TEXT BLOCK >>
Trainers and veterinarians should note the introduction of an Australian Rule of Racing that prohibits the administration of an intra-articular (“into the joint”) corticosteroid preparation to a Thoroughbred racehorse within 8 Clear Days of racing. This Rule is effective from 1st August 2014.
The Australian Racing Board has made this decision in the best interests of the welfare of the horse and safety of riders whilst being cognisant of Australian racing conditions.
The Rule reads as follows:
“AR.64M. A horse that has been subjected to an intra-articular administration of a corticosteroid preparation, whether the preparation is administered alone or in combination with other preparations, is ineligible to participate in any race, official trial or jumpout at any time during the 8 Clear Days (as defined in AR.1) following midnight on the day of the administration.”

TASK REQUIREMENTS >>
**1.** For the racing rule notice, say whether each statement agrees with it, and back each yes or no with the deciding words quoted exactly: (a) The rule took effect on 1st August 2014. (b) The rule covers a corticosteroid only when it is given by itself. (c) A horse under the rule may still run in an official trial during the 8 Clear Days.
**2.** Return the part of the racing rule notice that starts at the words "Trainers and veterinarians" and ends after the words "1st August 2014.", copied word for word.

EXTRACTED MATERIAL >>
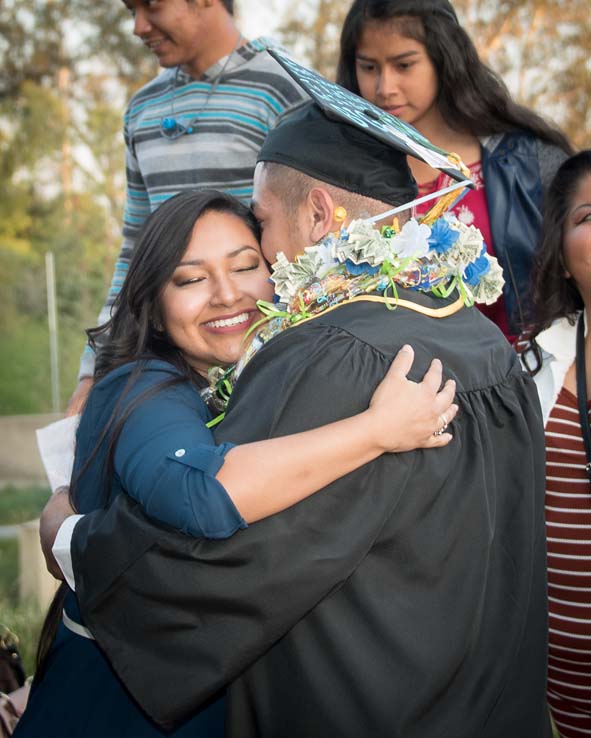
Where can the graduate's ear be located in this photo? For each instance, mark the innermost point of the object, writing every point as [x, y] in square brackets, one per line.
[321, 208]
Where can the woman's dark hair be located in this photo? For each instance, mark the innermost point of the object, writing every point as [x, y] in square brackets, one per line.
[553, 294]
[135, 333]
[136, 329]
[471, 97]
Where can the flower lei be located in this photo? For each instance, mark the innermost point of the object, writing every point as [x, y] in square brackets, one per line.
[361, 259]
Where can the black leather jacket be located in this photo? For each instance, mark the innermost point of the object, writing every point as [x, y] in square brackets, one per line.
[517, 169]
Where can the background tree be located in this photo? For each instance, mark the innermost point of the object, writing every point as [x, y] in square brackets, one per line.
[68, 66]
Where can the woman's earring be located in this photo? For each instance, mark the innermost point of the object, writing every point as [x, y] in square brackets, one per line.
[339, 214]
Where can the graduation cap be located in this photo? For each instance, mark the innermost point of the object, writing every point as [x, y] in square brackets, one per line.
[347, 141]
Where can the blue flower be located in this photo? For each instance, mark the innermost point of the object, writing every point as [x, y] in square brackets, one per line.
[442, 237]
[473, 272]
[363, 268]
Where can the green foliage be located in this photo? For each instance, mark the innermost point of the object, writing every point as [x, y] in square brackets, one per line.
[25, 621]
[19, 504]
[8, 573]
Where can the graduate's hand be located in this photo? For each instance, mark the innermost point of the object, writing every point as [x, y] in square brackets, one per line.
[408, 415]
[54, 513]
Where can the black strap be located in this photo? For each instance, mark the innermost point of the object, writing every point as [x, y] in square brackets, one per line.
[582, 392]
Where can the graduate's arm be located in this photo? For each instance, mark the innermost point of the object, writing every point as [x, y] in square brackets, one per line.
[268, 476]
[178, 487]
[216, 606]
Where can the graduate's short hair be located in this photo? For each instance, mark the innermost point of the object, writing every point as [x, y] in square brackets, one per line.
[292, 187]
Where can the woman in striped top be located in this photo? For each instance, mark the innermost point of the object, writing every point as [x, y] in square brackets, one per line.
[562, 297]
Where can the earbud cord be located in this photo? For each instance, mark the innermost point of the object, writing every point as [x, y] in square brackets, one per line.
[213, 88]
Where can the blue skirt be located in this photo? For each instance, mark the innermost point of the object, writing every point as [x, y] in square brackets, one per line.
[80, 696]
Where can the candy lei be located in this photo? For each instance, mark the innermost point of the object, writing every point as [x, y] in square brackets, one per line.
[360, 260]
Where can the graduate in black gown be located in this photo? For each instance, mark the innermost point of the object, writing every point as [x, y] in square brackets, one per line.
[406, 601]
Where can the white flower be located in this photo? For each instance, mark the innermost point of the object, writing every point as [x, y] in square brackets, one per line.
[412, 241]
[284, 276]
[362, 244]
[490, 287]
[467, 248]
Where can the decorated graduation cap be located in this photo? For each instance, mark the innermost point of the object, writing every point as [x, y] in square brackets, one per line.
[344, 140]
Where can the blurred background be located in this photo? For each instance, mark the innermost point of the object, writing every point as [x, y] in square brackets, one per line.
[66, 69]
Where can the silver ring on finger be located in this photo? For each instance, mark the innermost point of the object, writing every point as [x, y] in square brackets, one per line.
[443, 428]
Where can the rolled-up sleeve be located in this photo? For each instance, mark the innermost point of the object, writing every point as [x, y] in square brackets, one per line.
[166, 460]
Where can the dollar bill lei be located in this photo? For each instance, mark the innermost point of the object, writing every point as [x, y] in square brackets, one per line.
[358, 260]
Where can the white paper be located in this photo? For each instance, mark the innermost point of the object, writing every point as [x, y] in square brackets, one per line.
[56, 443]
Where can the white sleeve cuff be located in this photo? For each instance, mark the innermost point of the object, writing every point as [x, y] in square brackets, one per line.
[61, 548]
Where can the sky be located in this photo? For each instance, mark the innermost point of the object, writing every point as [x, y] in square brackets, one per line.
[258, 17]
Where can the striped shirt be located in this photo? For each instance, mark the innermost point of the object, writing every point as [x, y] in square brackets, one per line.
[252, 95]
[568, 525]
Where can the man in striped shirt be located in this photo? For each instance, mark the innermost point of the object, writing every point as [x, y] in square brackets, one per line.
[199, 123]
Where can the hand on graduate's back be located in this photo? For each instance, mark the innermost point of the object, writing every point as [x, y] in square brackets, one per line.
[409, 415]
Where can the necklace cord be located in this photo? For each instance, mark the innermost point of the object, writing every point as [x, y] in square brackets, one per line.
[169, 127]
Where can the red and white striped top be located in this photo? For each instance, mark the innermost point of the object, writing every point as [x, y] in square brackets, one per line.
[568, 526]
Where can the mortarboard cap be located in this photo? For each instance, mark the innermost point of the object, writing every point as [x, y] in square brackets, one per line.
[344, 140]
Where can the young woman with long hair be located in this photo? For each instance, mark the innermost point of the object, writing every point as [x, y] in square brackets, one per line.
[414, 60]
[557, 352]
[187, 302]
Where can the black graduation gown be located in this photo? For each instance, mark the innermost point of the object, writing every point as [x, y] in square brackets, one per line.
[407, 600]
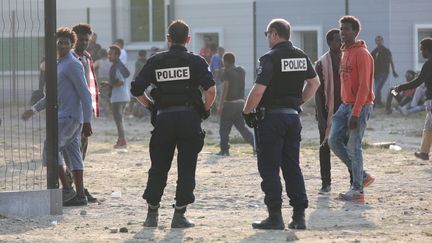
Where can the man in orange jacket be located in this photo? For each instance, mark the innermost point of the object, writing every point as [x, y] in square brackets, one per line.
[349, 122]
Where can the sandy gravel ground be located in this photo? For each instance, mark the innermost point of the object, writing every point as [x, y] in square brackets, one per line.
[229, 198]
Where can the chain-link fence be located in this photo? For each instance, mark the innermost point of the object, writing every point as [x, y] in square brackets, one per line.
[21, 71]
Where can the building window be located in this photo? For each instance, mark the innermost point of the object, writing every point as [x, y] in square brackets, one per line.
[306, 38]
[21, 53]
[420, 31]
[147, 20]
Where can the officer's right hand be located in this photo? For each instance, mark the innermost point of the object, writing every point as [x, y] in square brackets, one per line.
[27, 114]
[205, 115]
[250, 119]
[87, 130]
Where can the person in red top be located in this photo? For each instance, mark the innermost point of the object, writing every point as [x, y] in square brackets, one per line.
[349, 121]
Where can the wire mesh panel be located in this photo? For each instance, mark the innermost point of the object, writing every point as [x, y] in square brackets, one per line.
[21, 77]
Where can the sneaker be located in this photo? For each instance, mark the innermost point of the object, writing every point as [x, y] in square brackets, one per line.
[325, 189]
[352, 196]
[223, 153]
[68, 194]
[90, 198]
[121, 144]
[368, 180]
[421, 155]
[76, 201]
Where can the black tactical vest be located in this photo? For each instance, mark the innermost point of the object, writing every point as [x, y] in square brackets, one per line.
[289, 73]
[175, 83]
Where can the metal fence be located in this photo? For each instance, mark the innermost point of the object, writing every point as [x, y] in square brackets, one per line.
[21, 50]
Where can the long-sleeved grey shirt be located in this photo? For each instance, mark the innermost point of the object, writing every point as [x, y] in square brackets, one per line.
[73, 95]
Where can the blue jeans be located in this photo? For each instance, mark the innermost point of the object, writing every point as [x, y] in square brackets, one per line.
[351, 152]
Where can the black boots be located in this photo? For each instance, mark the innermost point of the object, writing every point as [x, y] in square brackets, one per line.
[223, 153]
[273, 221]
[179, 220]
[298, 219]
[152, 216]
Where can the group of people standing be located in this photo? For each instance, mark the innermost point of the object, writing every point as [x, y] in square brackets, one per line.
[179, 88]
[272, 109]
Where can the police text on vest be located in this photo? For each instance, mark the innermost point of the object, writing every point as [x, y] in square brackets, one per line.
[293, 65]
[172, 74]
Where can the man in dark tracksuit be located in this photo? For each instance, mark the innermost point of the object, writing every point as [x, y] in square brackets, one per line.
[279, 91]
[175, 76]
[231, 105]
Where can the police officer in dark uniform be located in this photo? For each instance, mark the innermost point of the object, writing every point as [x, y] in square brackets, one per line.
[176, 77]
[276, 98]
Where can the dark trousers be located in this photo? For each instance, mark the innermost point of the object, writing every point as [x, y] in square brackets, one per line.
[117, 110]
[181, 129]
[324, 154]
[278, 138]
[232, 115]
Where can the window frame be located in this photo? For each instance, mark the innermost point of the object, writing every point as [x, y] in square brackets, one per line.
[416, 45]
[151, 40]
[319, 41]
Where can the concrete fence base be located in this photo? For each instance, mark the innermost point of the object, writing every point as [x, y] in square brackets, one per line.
[28, 204]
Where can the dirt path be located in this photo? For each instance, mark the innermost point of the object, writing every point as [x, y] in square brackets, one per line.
[229, 198]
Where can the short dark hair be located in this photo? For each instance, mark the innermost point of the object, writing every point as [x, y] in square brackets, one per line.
[411, 72]
[102, 53]
[142, 53]
[67, 33]
[229, 57]
[330, 35]
[354, 21]
[426, 43]
[116, 49]
[82, 29]
[282, 27]
[119, 42]
[178, 31]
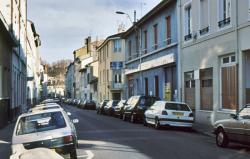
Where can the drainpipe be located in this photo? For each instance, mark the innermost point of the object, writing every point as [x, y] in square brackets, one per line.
[237, 54]
[179, 51]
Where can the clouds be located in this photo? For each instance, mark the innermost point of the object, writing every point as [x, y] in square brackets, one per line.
[63, 24]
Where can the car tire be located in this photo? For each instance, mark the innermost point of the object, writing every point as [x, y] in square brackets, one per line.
[221, 138]
[73, 154]
[157, 124]
[124, 117]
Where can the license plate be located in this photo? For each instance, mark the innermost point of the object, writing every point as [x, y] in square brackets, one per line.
[178, 114]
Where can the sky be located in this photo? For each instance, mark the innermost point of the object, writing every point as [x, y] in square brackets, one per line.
[64, 24]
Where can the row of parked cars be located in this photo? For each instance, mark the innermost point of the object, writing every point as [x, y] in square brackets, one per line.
[83, 104]
[149, 110]
[47, 125]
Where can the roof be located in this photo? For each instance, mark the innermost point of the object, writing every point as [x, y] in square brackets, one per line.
[119, 35]
[162, 5]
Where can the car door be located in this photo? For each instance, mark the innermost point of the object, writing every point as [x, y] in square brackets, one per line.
[244, 116]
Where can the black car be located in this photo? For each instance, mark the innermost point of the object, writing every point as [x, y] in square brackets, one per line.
[119, 109]
[136, 106]
[100, 108]
[109, 108]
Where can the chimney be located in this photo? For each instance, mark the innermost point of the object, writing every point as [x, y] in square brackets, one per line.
[134, 16]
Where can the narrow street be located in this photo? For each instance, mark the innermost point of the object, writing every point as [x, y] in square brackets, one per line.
[108, 137]
[103, 137]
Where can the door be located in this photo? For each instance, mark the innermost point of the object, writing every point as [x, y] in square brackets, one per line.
[244, 116]
[190, 89]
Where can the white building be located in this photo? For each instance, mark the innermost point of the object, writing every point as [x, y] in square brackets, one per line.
[33, 65]
[216, 34]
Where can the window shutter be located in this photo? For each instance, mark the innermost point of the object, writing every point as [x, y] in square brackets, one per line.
[228, 8]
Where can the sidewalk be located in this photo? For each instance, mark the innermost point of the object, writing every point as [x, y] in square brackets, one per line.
[204, 129]
[5, 140]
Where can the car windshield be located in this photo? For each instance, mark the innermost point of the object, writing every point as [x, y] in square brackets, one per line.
[134, 101]
[176, 106]
[245, 113]
[115, 103]
[40, 122]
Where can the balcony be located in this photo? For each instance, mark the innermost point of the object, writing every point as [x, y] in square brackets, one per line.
[224, 22]
[188, 37]
[204, 31]
[115, 86]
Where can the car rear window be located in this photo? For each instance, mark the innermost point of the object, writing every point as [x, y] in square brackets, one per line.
[175, 106]
[40, 122]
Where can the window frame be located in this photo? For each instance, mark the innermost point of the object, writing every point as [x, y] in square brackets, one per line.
[185, 30]
[224, 26]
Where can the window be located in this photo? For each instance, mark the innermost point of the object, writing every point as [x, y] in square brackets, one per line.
[107, 47]
[249, 9]
[190, 89]
[229, 83]
[224, 13]
[156, 86]
[188, 22]
[1, 80]
[137, 45]
[117, 45]
[146, 86]
[168, 29]
[228, 60]
[206, 89]
[129, 50]
[204, 17]
[155, 36]
[118, 78]
[107, 75]
[145, 41]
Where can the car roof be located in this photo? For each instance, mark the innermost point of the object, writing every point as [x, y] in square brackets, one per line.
[172, 102]
[40, 112]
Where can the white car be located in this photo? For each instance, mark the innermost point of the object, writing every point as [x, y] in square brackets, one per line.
[164, 113]
[50, 128]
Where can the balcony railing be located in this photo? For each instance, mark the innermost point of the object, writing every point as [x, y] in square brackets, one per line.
[204, 31]
[188, 37]
[224, 22]
[115, 86]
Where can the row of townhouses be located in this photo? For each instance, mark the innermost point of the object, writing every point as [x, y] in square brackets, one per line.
[194, 51]
[20, 69]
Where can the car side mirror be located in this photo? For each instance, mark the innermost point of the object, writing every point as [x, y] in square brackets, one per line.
[75, 121]
[234, 116]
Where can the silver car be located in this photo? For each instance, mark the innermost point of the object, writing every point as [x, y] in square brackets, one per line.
[235, 129]
[50, 128]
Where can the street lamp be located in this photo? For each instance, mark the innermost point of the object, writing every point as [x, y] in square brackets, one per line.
[140, 38]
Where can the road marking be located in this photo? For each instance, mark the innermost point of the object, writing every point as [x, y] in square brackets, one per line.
[91, 142]
[90, 154]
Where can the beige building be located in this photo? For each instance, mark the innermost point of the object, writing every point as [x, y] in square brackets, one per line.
[214, 56]
[111, 84]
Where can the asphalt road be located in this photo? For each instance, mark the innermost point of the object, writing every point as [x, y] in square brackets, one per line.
[103, 137]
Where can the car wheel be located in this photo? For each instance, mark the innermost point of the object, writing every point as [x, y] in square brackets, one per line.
[124, 117]
[221, 138]
[73, 154]
[145, 123]
[157, 124]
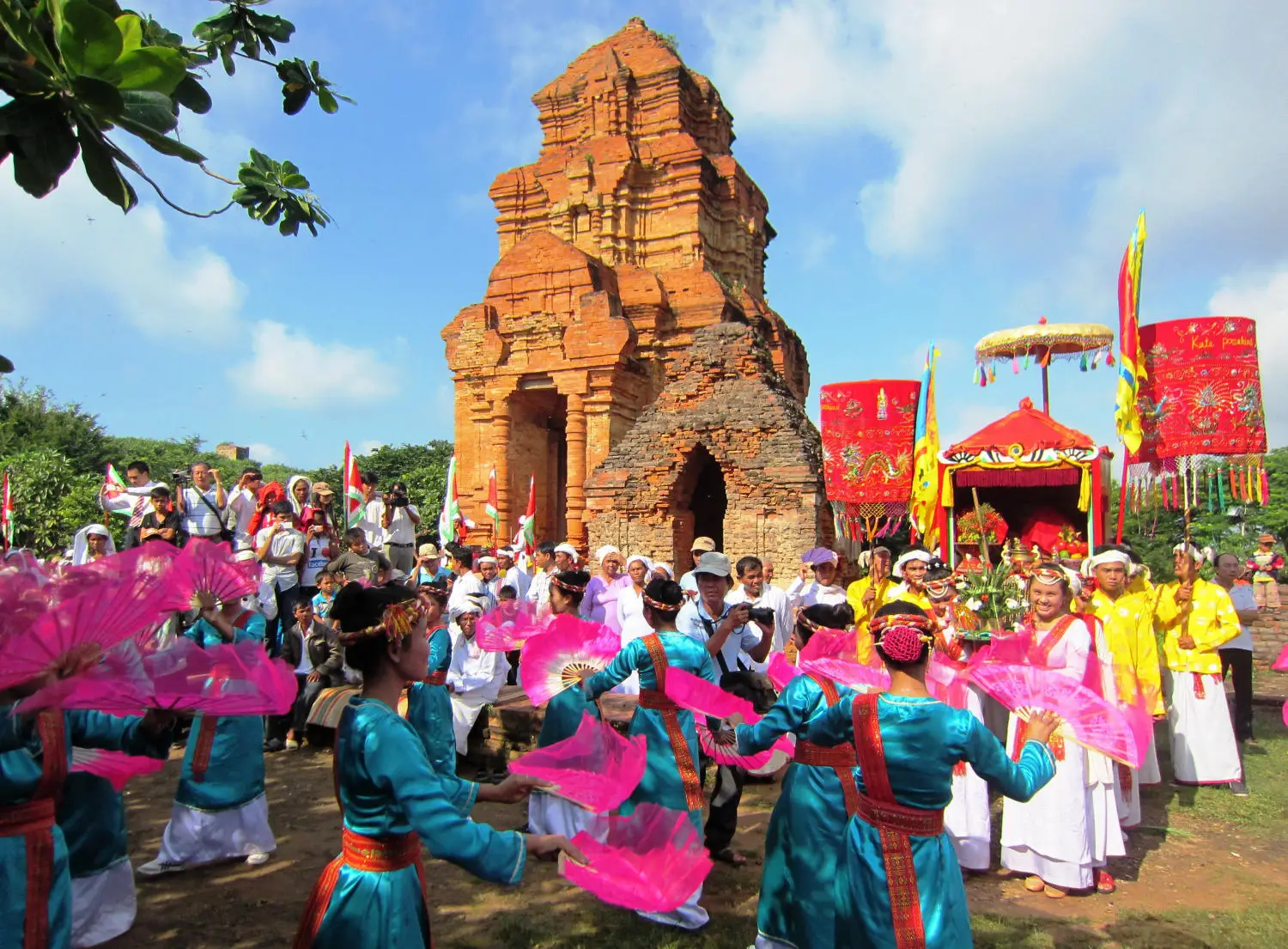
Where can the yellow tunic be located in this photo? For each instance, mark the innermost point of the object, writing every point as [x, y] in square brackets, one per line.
[1211, 622]
[854, 596]
[1128, 624]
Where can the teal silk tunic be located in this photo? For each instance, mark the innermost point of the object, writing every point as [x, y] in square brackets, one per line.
[429, 707]
[388, 787]
[662, 783]
[234, 776]
[20, 776]
[922, 740]
[806, 828]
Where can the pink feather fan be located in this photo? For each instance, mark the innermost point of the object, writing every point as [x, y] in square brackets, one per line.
[556, 658]
[507, 627]
[781, 671]
[834, 653]
[231, 678]
[651, 861]
[115, 766]
[80, 629]
[206, 567]
[595, 769]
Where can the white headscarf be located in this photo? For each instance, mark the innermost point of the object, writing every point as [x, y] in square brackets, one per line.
[80, 546]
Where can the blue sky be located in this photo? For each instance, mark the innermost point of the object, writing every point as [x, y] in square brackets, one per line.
[934, 170]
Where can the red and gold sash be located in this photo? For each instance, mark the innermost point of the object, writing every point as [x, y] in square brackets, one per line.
[657, 701]
[894, 824]
[368, 854]
[839, 758]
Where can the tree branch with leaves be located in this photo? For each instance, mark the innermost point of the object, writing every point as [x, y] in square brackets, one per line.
[77, 70]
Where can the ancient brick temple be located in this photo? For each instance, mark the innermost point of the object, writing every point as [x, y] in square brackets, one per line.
[623, 353]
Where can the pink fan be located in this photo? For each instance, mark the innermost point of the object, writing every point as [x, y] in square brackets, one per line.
[835, 654]
[597, 768]
[507, 627]
[781, 671]
[651, 861]
[232, 678]
[1089, 719]
[726, 752]
[697, 694]
[556, 660]
[79, 630]
[113, 765]
[1280, 665]
[206, 567]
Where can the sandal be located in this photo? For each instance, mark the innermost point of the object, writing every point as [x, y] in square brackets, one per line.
[729, 856]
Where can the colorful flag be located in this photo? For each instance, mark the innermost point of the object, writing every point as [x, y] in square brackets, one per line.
[1131, 368]
[7, 515]
[355, 505]
[491, 508]
[526, 541]
[925, 456]
[450, 520]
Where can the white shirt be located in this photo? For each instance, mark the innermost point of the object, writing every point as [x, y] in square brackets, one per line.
[474, 675]
[285, 542]
[200, 520]
[775, 599]
[744, 637]
[401, 529]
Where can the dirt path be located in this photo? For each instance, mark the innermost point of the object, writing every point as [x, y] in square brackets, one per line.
[234, 907]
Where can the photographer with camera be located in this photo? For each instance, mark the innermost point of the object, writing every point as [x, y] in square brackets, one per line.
[726, 631]
[201, 501]
[398, 519]
[768, 604]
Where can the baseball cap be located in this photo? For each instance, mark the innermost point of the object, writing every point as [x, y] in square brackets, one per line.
[715, 564]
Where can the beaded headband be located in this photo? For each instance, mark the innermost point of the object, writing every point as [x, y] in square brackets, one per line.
[397, 621]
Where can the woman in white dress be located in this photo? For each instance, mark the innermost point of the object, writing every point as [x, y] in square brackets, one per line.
[1061, 838]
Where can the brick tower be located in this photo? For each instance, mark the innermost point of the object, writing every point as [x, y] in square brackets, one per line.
[623, 353]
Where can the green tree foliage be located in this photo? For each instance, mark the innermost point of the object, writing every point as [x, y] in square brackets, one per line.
[84, 75]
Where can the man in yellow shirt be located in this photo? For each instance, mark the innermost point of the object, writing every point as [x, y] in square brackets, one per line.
[867, 595]
[1128, 622]
[1197, 617]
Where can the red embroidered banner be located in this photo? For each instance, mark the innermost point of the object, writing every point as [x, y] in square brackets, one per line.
[1202, 393]
[868, 430]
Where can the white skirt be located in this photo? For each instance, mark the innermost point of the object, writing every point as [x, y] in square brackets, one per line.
[966, 818]
[197, 837]
[1203, 745]
[103, 905]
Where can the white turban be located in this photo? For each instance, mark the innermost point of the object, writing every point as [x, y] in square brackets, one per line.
[907, 557]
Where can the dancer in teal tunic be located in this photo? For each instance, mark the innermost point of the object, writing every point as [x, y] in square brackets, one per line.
[373, 897]
[429, 707]
[898, 863]
[817, 800]
[671, 776]
[221, 810]
[36, 900]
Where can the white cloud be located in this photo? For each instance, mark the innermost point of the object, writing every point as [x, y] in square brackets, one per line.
[358, 376]
[72, 252]
[1028, 124]
[1264, 296]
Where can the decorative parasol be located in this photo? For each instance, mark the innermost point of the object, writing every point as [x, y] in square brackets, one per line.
[1203, 427]
[1041, 343]
[868, 433]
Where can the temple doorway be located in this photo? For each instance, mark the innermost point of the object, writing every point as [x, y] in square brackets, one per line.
[701, 502]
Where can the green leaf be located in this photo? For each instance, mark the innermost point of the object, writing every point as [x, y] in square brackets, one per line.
[192, 95]
[89, 39]
[100, 167]
[131, 33]
[154, 69]
[21, 26]
[152, 111]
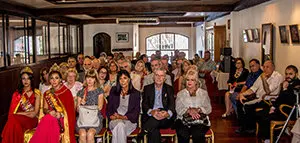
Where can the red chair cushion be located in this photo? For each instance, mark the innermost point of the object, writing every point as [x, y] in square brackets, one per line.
[135, 132]
[208, 133]
[167, 131]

SOLUTIONS BELOW >>
**1.**
(a) Yes: "This Rule is effective from 1st August 2014."
(b) No: "whether the preparation is administered alone or in combination with other preparations"
(c) No: "is ineligible to participate in any race, official trial or jumpout"

**2.**
Trainers and veterinarians should note the introduction of an Australian Rule of Racing that prohibits the administration of an intra-articular (“into the joint”) corticosteroid preparation to a Thoroughbred racehorse within 8 Clear Days of racing. This Rule is effective from 1st August 2014.